[Source records]
· · · · ·

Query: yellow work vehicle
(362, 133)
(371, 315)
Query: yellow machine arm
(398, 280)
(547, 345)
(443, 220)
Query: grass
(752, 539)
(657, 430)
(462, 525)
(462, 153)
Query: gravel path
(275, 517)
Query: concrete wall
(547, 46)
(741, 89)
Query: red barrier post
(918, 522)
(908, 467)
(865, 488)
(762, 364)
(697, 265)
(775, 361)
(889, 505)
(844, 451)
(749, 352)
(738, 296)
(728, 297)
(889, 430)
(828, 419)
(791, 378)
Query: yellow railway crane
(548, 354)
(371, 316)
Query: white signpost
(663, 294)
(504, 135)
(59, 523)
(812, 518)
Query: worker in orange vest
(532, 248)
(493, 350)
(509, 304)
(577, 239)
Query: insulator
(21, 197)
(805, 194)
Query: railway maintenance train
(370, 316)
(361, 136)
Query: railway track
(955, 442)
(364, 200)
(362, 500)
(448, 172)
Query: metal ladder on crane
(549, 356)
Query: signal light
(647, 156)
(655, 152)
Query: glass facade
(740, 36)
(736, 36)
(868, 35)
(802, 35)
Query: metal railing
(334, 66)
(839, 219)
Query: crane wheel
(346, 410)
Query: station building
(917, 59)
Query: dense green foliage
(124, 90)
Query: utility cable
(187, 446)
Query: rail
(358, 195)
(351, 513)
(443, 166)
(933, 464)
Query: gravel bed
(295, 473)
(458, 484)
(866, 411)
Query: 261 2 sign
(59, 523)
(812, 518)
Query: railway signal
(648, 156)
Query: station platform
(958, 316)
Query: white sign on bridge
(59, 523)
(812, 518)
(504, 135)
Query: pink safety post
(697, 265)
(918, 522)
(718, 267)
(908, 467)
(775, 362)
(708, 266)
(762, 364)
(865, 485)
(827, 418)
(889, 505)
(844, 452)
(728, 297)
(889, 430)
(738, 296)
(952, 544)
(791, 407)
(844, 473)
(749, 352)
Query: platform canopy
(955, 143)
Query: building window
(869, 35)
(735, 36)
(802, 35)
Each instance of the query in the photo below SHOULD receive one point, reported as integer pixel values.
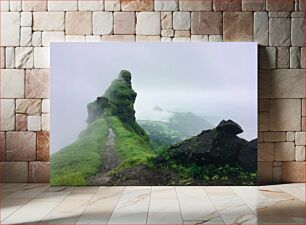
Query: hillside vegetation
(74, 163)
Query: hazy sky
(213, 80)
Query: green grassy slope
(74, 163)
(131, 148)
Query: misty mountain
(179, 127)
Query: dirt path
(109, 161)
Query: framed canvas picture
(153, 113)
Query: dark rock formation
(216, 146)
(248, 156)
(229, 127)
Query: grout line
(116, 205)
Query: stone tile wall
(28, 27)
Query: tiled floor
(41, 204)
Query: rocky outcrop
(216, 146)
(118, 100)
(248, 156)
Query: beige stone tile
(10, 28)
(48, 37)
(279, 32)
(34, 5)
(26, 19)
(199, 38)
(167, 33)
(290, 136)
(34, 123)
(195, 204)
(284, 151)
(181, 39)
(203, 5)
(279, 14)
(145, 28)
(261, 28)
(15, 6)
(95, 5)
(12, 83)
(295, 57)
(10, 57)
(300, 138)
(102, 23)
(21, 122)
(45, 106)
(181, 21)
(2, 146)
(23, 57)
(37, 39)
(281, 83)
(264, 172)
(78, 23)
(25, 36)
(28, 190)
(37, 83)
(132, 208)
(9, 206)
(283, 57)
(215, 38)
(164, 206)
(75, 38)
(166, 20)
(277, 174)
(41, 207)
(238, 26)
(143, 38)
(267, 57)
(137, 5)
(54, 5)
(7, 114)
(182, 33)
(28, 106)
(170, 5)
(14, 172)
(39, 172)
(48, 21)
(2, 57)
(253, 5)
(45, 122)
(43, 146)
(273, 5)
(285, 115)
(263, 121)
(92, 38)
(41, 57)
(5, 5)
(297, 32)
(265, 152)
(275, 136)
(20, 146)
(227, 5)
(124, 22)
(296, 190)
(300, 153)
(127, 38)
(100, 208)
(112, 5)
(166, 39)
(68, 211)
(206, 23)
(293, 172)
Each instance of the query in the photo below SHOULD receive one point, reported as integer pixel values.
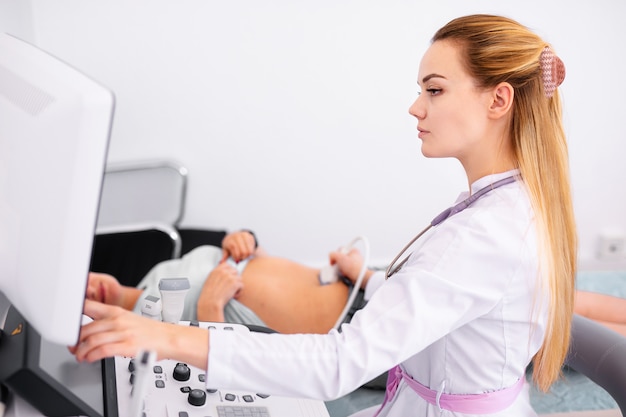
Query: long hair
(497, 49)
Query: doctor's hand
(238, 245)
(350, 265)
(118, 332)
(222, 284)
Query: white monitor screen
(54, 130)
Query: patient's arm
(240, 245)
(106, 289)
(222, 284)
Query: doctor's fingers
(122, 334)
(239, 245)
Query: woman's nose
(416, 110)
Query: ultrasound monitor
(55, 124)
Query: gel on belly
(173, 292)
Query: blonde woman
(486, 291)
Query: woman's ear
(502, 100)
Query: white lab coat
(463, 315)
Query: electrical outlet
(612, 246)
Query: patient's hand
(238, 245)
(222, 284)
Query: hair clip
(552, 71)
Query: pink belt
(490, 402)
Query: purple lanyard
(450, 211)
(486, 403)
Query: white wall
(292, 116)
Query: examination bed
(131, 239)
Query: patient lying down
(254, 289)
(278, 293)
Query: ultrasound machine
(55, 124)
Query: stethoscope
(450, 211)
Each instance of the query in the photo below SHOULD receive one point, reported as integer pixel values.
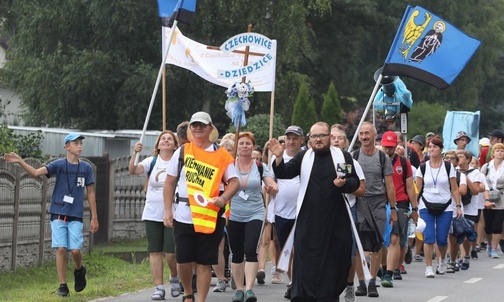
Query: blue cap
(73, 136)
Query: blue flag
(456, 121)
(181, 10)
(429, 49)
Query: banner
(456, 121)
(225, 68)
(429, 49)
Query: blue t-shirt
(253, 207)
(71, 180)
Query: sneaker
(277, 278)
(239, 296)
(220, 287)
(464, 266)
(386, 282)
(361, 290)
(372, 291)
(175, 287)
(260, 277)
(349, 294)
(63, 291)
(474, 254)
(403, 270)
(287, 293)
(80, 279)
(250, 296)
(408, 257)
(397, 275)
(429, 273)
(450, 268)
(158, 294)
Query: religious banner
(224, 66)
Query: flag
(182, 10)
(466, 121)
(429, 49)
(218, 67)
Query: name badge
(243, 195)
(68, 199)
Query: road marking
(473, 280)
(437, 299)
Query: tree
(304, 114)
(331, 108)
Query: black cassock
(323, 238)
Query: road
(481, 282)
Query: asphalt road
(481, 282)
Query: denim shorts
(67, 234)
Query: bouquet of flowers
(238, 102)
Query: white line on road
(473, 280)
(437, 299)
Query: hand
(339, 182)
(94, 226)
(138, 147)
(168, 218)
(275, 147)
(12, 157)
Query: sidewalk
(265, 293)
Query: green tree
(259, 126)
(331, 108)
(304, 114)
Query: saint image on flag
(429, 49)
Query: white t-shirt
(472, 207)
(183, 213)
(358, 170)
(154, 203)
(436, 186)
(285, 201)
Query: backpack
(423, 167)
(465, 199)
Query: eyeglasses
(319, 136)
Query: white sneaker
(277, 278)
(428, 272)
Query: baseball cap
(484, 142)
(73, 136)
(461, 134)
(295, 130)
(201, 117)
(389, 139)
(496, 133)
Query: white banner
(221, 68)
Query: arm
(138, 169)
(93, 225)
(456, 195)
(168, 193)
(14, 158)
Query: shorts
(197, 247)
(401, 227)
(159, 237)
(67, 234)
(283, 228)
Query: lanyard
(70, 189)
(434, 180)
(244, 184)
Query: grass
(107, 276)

· · · · ·

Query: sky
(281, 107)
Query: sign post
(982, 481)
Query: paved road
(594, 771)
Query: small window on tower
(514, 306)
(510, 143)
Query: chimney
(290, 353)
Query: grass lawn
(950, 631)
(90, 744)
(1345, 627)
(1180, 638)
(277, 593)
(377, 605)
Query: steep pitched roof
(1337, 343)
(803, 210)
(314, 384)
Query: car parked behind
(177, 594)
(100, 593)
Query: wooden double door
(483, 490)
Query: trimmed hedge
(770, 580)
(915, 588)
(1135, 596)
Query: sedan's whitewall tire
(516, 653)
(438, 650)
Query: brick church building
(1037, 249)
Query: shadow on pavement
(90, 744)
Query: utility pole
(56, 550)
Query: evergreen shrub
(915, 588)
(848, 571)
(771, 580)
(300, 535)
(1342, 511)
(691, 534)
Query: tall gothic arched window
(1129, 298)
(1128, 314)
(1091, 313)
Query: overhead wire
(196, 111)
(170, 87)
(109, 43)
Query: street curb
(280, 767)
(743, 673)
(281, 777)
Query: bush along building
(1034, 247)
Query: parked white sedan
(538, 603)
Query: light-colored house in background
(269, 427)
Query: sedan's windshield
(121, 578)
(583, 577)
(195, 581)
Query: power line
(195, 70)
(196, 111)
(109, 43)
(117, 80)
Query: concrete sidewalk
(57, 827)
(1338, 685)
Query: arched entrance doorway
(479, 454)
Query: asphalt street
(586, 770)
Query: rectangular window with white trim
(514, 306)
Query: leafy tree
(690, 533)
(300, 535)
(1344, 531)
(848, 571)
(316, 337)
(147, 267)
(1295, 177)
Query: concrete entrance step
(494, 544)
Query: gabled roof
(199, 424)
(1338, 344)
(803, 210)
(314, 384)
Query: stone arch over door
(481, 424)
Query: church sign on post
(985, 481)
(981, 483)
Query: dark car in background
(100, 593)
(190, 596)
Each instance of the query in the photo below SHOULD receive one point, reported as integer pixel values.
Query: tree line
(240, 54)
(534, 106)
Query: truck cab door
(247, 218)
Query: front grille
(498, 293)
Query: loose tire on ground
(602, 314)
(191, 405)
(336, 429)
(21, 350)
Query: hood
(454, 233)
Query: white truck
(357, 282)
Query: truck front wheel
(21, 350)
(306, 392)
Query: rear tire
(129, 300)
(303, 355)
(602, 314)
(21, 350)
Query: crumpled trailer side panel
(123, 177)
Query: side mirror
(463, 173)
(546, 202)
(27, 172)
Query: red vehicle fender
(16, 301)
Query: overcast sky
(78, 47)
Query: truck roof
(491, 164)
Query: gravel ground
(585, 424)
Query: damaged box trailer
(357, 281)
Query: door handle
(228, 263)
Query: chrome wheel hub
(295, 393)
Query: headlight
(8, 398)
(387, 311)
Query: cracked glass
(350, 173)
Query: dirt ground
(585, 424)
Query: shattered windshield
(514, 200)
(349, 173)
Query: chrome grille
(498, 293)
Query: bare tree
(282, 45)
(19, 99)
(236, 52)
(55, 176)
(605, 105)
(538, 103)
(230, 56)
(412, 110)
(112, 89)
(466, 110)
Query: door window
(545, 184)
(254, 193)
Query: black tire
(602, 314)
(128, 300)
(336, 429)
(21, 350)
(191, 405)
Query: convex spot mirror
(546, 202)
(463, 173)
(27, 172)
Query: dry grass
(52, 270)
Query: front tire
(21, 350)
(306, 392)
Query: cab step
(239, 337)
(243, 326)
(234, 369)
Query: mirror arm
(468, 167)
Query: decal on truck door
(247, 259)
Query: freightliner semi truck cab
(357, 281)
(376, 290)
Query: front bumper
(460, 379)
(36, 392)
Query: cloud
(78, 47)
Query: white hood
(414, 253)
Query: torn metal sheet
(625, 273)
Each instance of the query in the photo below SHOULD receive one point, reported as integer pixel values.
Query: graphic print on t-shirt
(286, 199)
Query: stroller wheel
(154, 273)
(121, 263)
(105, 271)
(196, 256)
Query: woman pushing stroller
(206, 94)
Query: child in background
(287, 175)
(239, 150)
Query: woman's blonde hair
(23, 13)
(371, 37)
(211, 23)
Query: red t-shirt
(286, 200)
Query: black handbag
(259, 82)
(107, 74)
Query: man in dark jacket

· · · · ·

**Task requirements**
Only one stretch of the data above is needed. Restate it word for word, from the line containing "Query: decal on truck door" through the line containing "Query: man in dark jacket", both ends included.

**Result below**
Query: decal on truck door
(247, 259)
Query: freightliner semi truck cab
(357, 281)
(376, 290)
Query: front bumper
(460, 379)
(36, 392)
Query: cloud
(78, 47)
Query: white hood
(414, 253)
Query: torn metal sheet
(625, 273)
Each instance of the query in the photo below SHOULD receive one point, reported as integer pixel values.
Query: graphic print on t-shirt
(286, 199)
Query: stroller wheel
(154, 273)
(121, 263)
(105, 271)
(196, 256)
Query: woman pushing stroller
(206, 94)
Query: child in background
(287, 175)
(239, 150)
Query: woman's blonde hair
(23, 13)
(371, 37)
(211, 23)
Query: red t-shirt
(286, 200)
Query: black handbag
(259, 82)
(107, 74)
Query: man in dark jacket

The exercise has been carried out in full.